WORK INSTRUCTION 1: Copy the passage on DNA methylation and tumor suppressor genes, everything from "5. DNA Methylation" down to "miRNAs (see below).", and substitute "non-coding RNAs" for "noncoding RNAs".
WORK INSTRUCTION 2: Resume the passage on DNA methylation and tumor suppressor genes after its final sentence and write what follows.

5. DNA Methylation in the Control of Tumor Suppressor Genes

The tumor suppressor genes silenced by aberrant promoter hypermethylation encode a wide range of protein products, including cell cycle inhibitors (INK4A/p16 and Rb), DNA repair factors, detoxifying enzymes (GSTP1, glutathione S-transferase Pi 1), angiogenesis inhibitors (VHL, Von Hippel–Lindau tumor suppressor and THBS1, thrombospondin 1), cell–cell adhesion receptors (CDH1, cadherin-1), metalloprotease inhibitors (TIMP3, tissue inhibitor of metalloproteinases 3), and many others [45,46]. Moreover, in addition to protein-coding genes, DNA hypermethylation is critically implicated in transcriptional downregulation of noncoding RNAs, such as miRNAs (see below).

DATA EXCERPT:
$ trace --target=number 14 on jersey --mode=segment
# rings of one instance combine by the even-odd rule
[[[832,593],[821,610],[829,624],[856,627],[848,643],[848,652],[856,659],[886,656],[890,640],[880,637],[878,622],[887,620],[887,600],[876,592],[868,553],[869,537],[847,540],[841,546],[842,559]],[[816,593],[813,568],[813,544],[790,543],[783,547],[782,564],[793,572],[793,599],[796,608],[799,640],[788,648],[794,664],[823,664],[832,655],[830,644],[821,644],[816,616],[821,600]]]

ANSWER SECTION 1:
5. DNA Methylation in the Control of Tumor Suppressor Genes

The tumor suppressor genes silenced by aberrant promoter hypermethylation encode a wide range of protein products, including cell cycle inhibitors (INK4A/p16 and Rb), DNA repair factors, detoxifying enzymes (GSTP1, glutathione S-transferase Pi 1), angiogenesis inhibitors (VHL, Von Hippel–Lindau tumor suppressor and THBS1, thrombospondin 1), cell–cell adhesion receptors (CDH1, cadherin-1), metalloprotease inhibitors (TIMP3, tissue inhibitor of metalloproteinases 3), and many others [45,46]. Moreover, in addition to protein-coding genes, DNA hypermethylation is critically implicated in transcriptional downregulation of non-coding RNAs, such as miRNAs (see below).

ANSWER SECTION 2:
In agreement with the Knudson two-hit hypothesis [47], hypermethylation of promoter regions often represents the second hit, responsible for the loss of the second allele and consequent inactivation of a wide range of TSGs. A prototype example is represented by the promoter hypermethylation of the CDKN2A (cyclin-dependent kinase inhibitor 2A) gene, encoding the INK4A/p16 cell cycle inhibitor, blocking the CDK4/6 activity. CDKN2A promoter hypermethylation is responsible for the inactivation of the wild-type allele in CRC cells in which the other allele has been lost by deletion. INK4A methylation and loss of p16 expression is an early event in breast and lung cancer (NSCLC, non-small-cell lung carcinoma). Accordingly, in breast cancer specimens, INK4a promoter hypermethylation is detectable even in histologically normal human mammary epithelia [48]. Inactivation of the second allele of the tumor suppressor gene RB1 in human retinoblastoma represents another key example of promoter hypermethylation as the second hit. Similar mechanisms affect various TSGs in tumors associated with familial cancer syndromes caused by heterozygous germline mutations [49].

The major TSGs implicated in DNA repair mechanisms include MLH1 (mutL homolog-1), MSH2 (mutS homolog 2), MGMT (O6-methylguanine-DNA methyltransferase), and BRCA1/2 (breast cancer gene 1 and 2) [18].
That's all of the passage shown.